◆ **EXERCISE**:
Copy out only those lines running from the line with "the grass lawn?" to the end of the listing, keeping each one exactly as it is.

◆ **EXERCISE DATA**:
::::::::
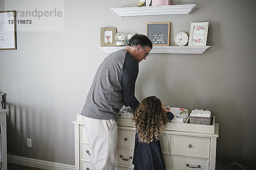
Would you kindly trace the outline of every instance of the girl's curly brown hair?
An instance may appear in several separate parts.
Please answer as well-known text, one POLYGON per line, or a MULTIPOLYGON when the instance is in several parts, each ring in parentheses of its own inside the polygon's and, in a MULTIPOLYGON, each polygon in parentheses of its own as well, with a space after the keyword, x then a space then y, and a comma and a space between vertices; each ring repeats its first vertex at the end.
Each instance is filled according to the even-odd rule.
POLYGON ((161 100, 155 96, 143 99, 133 114, 132 122, 136 128, 139 142, 149 143, 159 139, 168 122, 161 100))

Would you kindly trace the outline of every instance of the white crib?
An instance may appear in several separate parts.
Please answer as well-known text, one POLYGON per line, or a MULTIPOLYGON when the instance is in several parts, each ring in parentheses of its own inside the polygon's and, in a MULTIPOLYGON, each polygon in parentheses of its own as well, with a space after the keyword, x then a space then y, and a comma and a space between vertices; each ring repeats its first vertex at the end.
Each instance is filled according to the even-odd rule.
POLYGON ((0 170, 7 169, 7 146, 6 141, 6 94, 0 94, 0 170))

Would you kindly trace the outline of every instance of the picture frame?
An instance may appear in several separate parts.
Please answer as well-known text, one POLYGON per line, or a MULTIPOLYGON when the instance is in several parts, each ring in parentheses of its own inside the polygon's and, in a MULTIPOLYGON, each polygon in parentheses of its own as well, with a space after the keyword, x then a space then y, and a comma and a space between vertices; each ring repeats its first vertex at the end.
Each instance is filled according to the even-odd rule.
POLYGON ((100 46, 116 46, 116 27, 100 28, 100 46))
POLYGON ((147 23, 147 36, 153 46, 170 45, 169 22, 147 23))
POLYGON ((209 22, 191 23, 189 46, 206 45, 209 25, 209 22))
POLYGON ((16 50, 16 11, 0 11, 0 50, 16 50))

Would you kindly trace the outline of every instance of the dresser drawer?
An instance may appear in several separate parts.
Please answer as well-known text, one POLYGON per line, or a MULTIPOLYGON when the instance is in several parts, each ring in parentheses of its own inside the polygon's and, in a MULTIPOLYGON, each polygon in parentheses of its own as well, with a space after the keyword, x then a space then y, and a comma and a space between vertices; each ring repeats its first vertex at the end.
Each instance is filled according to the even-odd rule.
POLYGON ((133 150, 117 148, 116 153, 116 164, 117 166, 133 167, 133 150))
POLYGON ((89 145, 80 144, 80 160, 84 161, 90 161, 90 147, 89 145))
POLYGON ((171 154, 209 158, 210 139, 172 135, 171 154))
POLYGON ((89 144, 89 142, 87 140, 87 136, 86 136, 86 133, 85 131, 85 128, 84 125, 79 126, 79 142, 81 143, 84 143, 86 144, 89 144))
POLYGON ((163 134, 160 136, 160 138, 163 153, 170 154, 171 135, 163 134))
POLYGON ((135 132, 118 130, 117 147, 133 150, 134 147, 135 132))
POLYGON ((178 156, 166 156, 163 159, 166 170, 183 170, 194 169, 195 167, 199 167, 195 169, 209 170, 208 159, 196 158, 178 156), (189 168, 188 166, 189 166, 189 168))
POLYGON ((91 170, 90 163, 80 161, 80 170, 91 170))

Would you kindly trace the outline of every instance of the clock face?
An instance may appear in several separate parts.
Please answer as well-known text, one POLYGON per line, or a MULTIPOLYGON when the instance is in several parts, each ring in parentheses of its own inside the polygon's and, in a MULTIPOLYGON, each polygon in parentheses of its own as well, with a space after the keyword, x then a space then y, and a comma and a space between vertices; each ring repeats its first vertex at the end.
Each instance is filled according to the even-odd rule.
POLYGON ((178 45, 185 45, 189 41, 189 36, 185 32, 178 32, 174 37, 174 42, 178 45))
POLYGON ((118 32, 116 34, 115 38, 116 41, 124 41, 125 35, 122 32, 118 32))

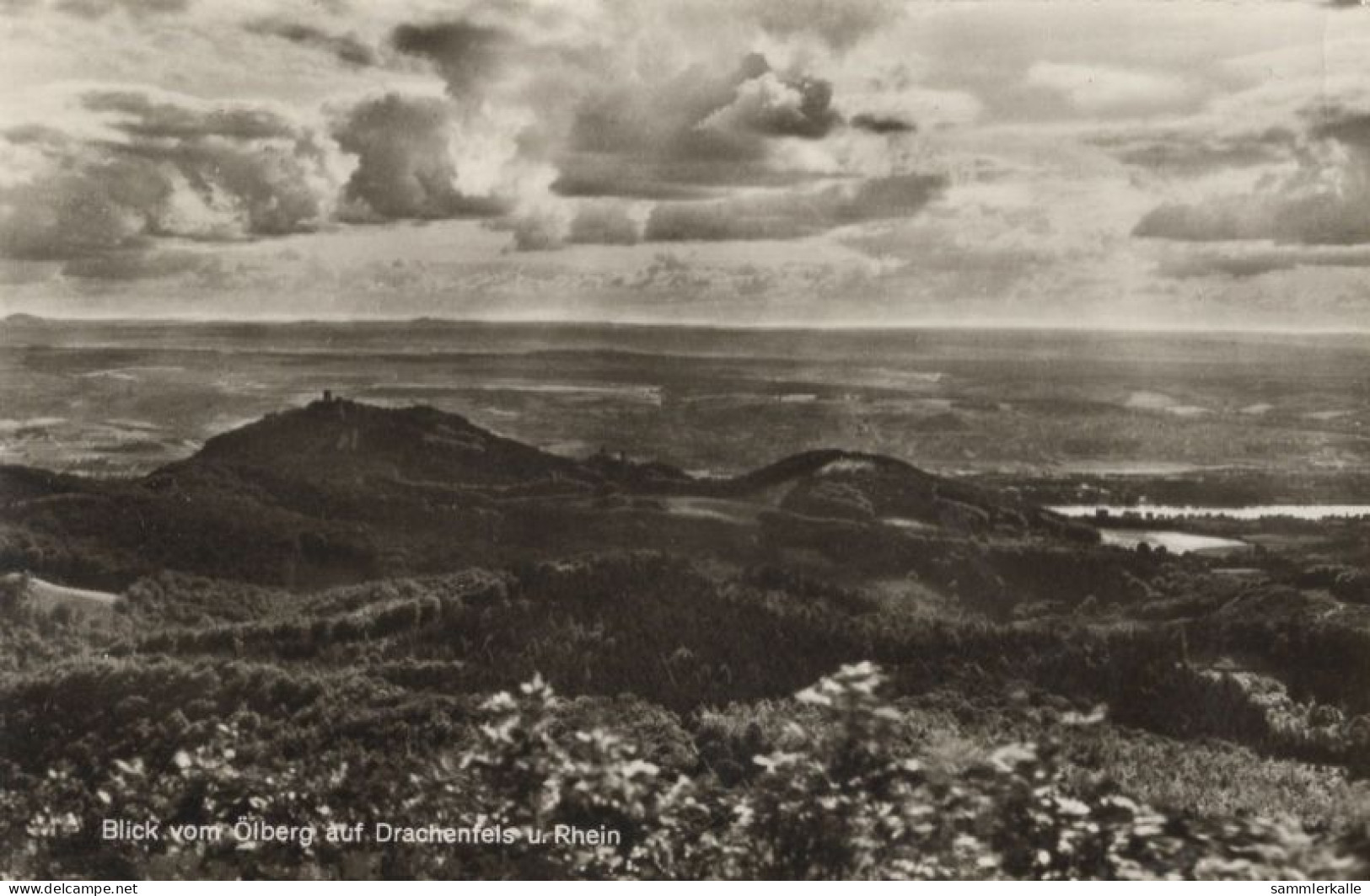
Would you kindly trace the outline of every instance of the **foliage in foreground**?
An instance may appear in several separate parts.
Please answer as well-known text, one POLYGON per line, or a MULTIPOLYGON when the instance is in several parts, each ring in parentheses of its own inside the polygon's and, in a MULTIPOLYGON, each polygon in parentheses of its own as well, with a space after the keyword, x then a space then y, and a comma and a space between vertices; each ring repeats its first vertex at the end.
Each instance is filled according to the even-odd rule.
MULTIPOLYGON (((1366 832, 1310 834, 1295 822, 1167 818, 1108 782, 1067 784, 1052 743, 1004 747, 947 767, 900 752, 881 672, 844 666, 796 695, 817 720, 803 744, 755 756, 727 785, 670 777, 603 728, 566 732, 540 678, 484 703, 473 747, 367 769, 259 756, 240 732, 166 769, 116 761, 93 792, 58 769, 8 791, 0 869, 21 877, 556 877, 556 878, 1355 878, 1366 832), (162 819, 160 840, 103 840, 101 821, 162 819), (278 837, 234 836, 295 828, 278 837), (377 843, 378 822, 497 832, 499 843, 377 843), (170 836, 218 826, 222 839, 170 836), (366 832, 358 843, 325 833, 366 832), (566 828, 559 828, 566 826, 566 828), (616 832, 607 843, 534 832, 616 832), (299 832, 311 830, 310 836, 299 832)), ((1088 725, 1095 717, 1067 715, 1088 725)), ((796 724, 797 725, 797 724, 796 724)))

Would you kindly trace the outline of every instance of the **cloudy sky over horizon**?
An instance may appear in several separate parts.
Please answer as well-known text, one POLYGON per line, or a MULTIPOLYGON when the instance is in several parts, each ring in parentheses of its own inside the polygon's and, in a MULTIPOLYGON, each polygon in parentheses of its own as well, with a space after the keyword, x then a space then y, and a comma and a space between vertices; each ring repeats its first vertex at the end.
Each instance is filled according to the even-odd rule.
POLYGON ((0 312, 1370 327, 1370 8, 0 0, 0 312))

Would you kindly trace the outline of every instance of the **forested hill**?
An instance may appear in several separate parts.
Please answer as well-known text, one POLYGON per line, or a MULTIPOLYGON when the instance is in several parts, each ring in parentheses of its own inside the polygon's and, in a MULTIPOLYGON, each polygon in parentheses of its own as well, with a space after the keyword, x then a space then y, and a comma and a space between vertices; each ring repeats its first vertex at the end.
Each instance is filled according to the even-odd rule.
POLYGON ((893 458, 812 451, 699 479, 559 457, 433 408, 338 399, 269 414, 142 479, 0 468, 0 572, 114 590, 162 569, 312 588, 622 549, 808 558, 870 577, 970 539, 1058 553, 1097 542, 893 458))

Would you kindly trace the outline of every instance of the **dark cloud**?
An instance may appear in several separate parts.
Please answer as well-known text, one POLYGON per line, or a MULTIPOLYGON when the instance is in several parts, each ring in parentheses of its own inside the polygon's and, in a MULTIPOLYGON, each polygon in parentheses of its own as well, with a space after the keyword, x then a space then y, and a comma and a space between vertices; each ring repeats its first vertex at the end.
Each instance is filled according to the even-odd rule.
POLYGON ((567 242, 626 246, 640 239, 638 222, 619 202, 585 202, 571 219, 567 242))
POLYGON ((44 163, 0 189, 0 254, 79 260, 147 248, 160 237, 242 239, 308 231, 336 193, 336 152, 269 109, 207 108, 136 92, 92 92, 118 140, 52 127, 5 131, 44 163))
POLYGON ((480 92, 515 47, 501 29, 462 21, 401 25, 390 42, 401 53, 433 63, 458 97, 480 92))
POLYGON ((854 115, 851 126, 858 130, 870 131, 871 134, 912 134, 918 130, 918 126, 910 120, 893 115, 874 115, 869 112, 854 115))
POLYGON ((899 175, 821 190, 714 202, 662 202, 648 216, 643 238, 649 242, 797 239, 844 224, 911 216, 944 189, 940 176, 899 175))
POLYGON ((353 107, 334 127, 358 159, 347 182, 347 215, 356 220, 488 218, 508 211, 496 197, 464 196, 449 152, 451 107, 436 97, 396 93, 353 107))
POLYGON ((351 66, 374 66, 378 62, 375 49, 355 34, 333 34, 303 22, 274 18, 252 22, 248 30, 332 53, 351 66))
POLYGON ((1210 138, 1170 131, 1108 135, 1092 141, 1119 161, 1164 175, 1197 176, 1229 168, 1249 168, 1289 159, 1299 135, 1288 127, 1237 137, 1210 138))
POLYGON ((1370 243, 1370 115, 1321 112, 1291 150, 1292 172, 1248 194, 1169 202, 1133 235, 1185 242, 1270 239, 1296 245, 1370 243))

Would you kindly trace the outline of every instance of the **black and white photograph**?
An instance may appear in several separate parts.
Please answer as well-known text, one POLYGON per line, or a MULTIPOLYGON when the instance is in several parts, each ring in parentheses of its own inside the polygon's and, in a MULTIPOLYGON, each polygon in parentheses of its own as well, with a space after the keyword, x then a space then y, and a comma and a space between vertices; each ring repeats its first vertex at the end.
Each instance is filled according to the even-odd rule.
POLYGON ((0 0, 0 878, 1356 893, 1367 778, 1365 3, 0 0))

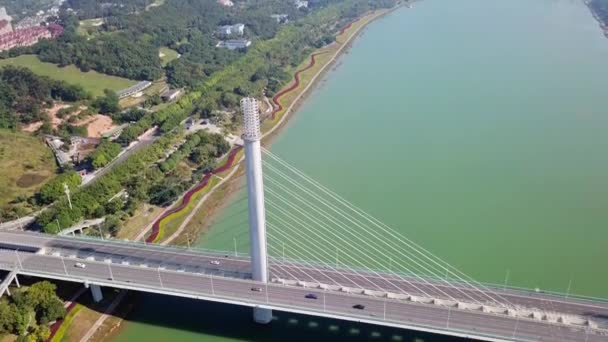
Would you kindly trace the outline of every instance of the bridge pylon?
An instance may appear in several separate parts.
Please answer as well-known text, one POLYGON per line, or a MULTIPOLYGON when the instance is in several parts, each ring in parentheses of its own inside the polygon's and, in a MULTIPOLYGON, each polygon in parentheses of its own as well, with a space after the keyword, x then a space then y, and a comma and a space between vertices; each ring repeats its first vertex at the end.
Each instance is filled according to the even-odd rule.
MULTIPOLYGON (((260 140, 260 111, 254 98, 241 100, 244 115, 243 141, 247 173, 247 198, 249 207, 249 244, 253 280, 268 282, 268 256, 266 252, 266 214, 264 209, 264 183, 262 179, 262 150, 260 140)), ((262 289, 266 291, 266 288, 262 289)), ((267 324, 272 320, 272 310, 256 307, 253 320, 267 324)))

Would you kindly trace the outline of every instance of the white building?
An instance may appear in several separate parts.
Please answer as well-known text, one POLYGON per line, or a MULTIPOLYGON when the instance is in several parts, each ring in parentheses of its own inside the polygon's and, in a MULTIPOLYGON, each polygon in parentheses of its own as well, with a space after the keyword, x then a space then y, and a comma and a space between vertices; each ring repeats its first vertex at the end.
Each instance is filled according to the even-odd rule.
POLYGON ((224 25, 217 28, 217 32, 221 35, 230 36, 230 35, 239 35, 242 36, 245 33, 245 24, 234 24, 234 25, 224 25))
POLYGON ((225 6, 225 7, 232 7, 234 6, 234 2, 230 1, 230 0, 217 0, 217 3, 225 6))
POLYGON ((287 24, 289 21, 287 14, 271 14, 270 17, 277 21, 279 24, 287 24))
POLYGON ((222 40, 215 47, 226 48, 228 50, 245 49, 251 45, 251 41, 247 39, 230 39, 222 40))

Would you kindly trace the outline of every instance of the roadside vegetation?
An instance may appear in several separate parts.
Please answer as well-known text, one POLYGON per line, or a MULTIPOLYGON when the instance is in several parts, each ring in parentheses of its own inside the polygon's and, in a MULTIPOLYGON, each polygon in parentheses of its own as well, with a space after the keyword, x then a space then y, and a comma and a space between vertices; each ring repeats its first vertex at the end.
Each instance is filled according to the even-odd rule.
MULTIPOLYGON (((166 74, 170 84, 188 91, 159 111, 121 111, 116 94, 109 90, 95 99, 89 96, 86 103, 93 112, 108 114, 115 123, 128 123, 117 140, 102 142, 89 155, 86 161, 92 168, 107 166, 121 147, 154 126, 162 137, 85 188, 79 188, 72 182, 74 174, 66 172, 33 197, 37 205, 53 203, 36 222, 46 232, 57 232, 84 218, 105 216, 105 232, 116 235, 122 222, 142 203, 171 203, 228 151, 228 144, 219 135, 199 132, 185 137, 178 126, 186 118, 227 120, 226 127, 238 133, 241 97, 274 95, 290 82, 293 70, 313 50, 333 42, 340 28, 367 11, 393 6, 395 1, 318 0, 311 1, 309 9, 296 10, 292 3, 277 0, 245 1, 232 9, 215 1, 173 0, 138 14, 107 15, 98 27, 112 33, 112 39, 102 34, 88 40, 76 29, 79 20, 100 17, 96 3, 68 3, 77 12, 60 17, 66 28, 60 39, 8 55, 36 53, 40 59, 59 65, 73 64, 83 71, 93 69, 131 79, 154 80, 166 74), (283 25, 271 18, 269 14, 277 11, 288 14, 291 23, 283 25), (215 48, 217 26, 236 22, 246 25, 244 36, 253 39, 254 45, 241 51, 215 48), (163 47, 182 55, 168 61, 165 69, 159 58, 163 47), (63 182, 70 183, 73 209, 63 195, 63 182), (121 193, 128 196, 116 197, 121 193)), ((129 4, 137 7, 139 3, 129 4)), ((156 94, 146 99, 144 106, 159 104, 156 94)), ((74 133, 67 128, 65 137, 74 133)))

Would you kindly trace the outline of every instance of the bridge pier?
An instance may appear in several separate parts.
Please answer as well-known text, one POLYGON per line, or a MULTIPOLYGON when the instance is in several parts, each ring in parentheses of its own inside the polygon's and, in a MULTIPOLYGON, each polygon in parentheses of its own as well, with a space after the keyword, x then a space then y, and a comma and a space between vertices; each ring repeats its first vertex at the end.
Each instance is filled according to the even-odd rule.
POLYGON ((253 308, 253 321, 258 324, 268 324, 272 321, 272 310, 266 308, 253 308))
MULTIPOLYGON (((251 255, 251 275, 254 281, 268 282, 268 256, 266 251, 266 212, 264 207, 264 185, 262 176, 262 148, 260 140, 260 111, 254 98, 241 100, 245 127, 245 164, 247 173, 247 200, 249 208, 249 245, 251 255)), ((268 298, 268 294, 266 294, 268 298)), ((253 320, 267 324, 272 320, 272 310, 256 307, 253 320)))
POLYGON ((101 286, 91 285, 91 294, 93 295, 93 301, 99 303, 103 300, 103 293, 101 292, 101 286))

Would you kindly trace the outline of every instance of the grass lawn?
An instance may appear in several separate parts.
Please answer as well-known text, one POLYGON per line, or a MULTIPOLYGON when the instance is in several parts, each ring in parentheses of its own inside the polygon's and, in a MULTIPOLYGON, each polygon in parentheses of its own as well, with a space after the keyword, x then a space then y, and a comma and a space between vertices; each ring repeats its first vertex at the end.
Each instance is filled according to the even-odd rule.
::::::::
◆ **EXERCISE ANSWER**:
Would you kindly trace the outline of every instance of the grass lawn?
An instance may appear in several separate parts.
Please answer as well-known text, one POLYGON per line, or a MULTIPOLYGON when the instance is in several parts, each ring in parentheses of its own inside the polygon's and, in a MULTIPOLYGON, each polygon in parentheses of its own as well, with a space after the keyword, x then a space then y, and a comma and a space between vertices; each ring repeats its first vertex at the end.
Each instance is filled according to the even-odd rule.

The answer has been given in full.